Stored items from a collection:
>> begin
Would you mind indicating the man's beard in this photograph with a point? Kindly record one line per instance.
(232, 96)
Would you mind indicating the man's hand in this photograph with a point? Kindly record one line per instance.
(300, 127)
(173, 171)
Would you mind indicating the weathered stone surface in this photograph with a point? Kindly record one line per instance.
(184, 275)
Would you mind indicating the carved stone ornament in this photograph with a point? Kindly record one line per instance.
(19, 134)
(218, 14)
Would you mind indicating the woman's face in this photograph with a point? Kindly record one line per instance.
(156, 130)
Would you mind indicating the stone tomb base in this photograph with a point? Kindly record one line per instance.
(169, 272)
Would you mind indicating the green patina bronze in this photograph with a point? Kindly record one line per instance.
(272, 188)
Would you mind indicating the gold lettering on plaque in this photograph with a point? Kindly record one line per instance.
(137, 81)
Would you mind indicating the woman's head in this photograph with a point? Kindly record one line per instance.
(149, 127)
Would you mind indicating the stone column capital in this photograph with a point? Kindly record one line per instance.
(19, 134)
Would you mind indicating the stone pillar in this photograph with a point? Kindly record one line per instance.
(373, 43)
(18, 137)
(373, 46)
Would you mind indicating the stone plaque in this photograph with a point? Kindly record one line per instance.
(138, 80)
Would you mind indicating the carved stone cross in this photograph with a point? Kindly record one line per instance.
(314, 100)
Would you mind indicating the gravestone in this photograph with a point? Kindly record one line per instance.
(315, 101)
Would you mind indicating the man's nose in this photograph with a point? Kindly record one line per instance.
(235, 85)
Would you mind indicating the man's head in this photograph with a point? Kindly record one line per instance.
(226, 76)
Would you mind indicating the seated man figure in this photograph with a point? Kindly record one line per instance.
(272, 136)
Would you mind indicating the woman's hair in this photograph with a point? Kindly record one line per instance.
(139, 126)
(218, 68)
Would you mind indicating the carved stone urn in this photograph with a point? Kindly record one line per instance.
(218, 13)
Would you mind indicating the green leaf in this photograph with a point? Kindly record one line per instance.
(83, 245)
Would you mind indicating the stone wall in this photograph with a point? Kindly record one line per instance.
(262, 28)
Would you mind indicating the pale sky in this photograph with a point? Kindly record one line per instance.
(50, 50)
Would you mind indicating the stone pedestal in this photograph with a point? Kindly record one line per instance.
>> end
- [EXERCISE DETAILS]: The entries above must be returned exactly.

- [CORRECT OUTPUT]:
Would you mind indicating the man's beard in this photograph with a point? Kindly record one line per instance.
(232, 96)
Would you mind indicating the man's hand in this photograph with a point? Kindly record one line per instance.
(300, 127)
(173, 171)
Would you mind indicating the weathered stone surface in this photograph with a point? Kindly record one line per instance.
(184, 275)
Would you mind indicating the carved stone ornament in this photograph with a point? Kindly record one line per instance.
(19, 134)
(218, 14)
Would you mind indicating the woman's face in this photograph with a point? Kindly record one line per instance.
(156, 130)
Would you mind indicating the stone tomb base in this photograph with a point? Kindly record one line per instance.
(169, 272)
Would you mind indicating the green patina bronze in this photograph with a point? Kindly record one line per instance.
(272, 188)
Would you mind indicating the gold lettering on plaque in this photograph with a point? Kindly record one line per instance.
(137, 81)
Would you mind indicating the woman's head in this photograph with a point? Kindly record one line per instance.
(149, 127)
Would you mind indicating the stone column capital in this photograph with a point? Kindly record one line per instance.
(19, 134)
Would you mind indicating the stone pillar in this photograph with a point? Kindly record one line per instance.
(373, 43)
(18, 137)
(373, 46)
Would you mind indicating the stone plaque in this photograph with a point? Kindly record one line per instance.
(138, 80)
Would you mind indicating the carved stone cross in this photograph with a point? Kindly record one line per instance.
(314, 100)
Would you mind indicating the gravestone in this photograph with a point? Kindly record one line per instance.
(315, 101)
Would you mind indicating the man's nose in this photograph with a point? Kindly record one line per instance.
(235, 85)
Would you mind indicating the man's head in this photograph with a point? Kindly record one line per instance.
(226, 76)
Would you mind indicating the seated man figure in this photograph with a point? Kindly record one line per instance.
(272, 136)
Would you mind indicating the woman's hair in this photograph with a point? Kindly record one line per instance.
(139, 126)
(218, 68)
Would you mind indicating the carved stone urn in this photograph with a point? Kindly record one line per instance.
(218, 13)
Would you mind indicating the green leaf in this photograph with a point? Kindly record one line per instance.
(83, 245)
Would you mind indicating the stone wall in this photograph with a point? Kindly record one line per instance.
(262, 28)
Would you mind indicating the pale sky in this photograph with a point? Kindly record one line per instance.
(50, 50)
Would you mind indicating the stone pedestal in this photograph with a point? Kindly record one line per instance.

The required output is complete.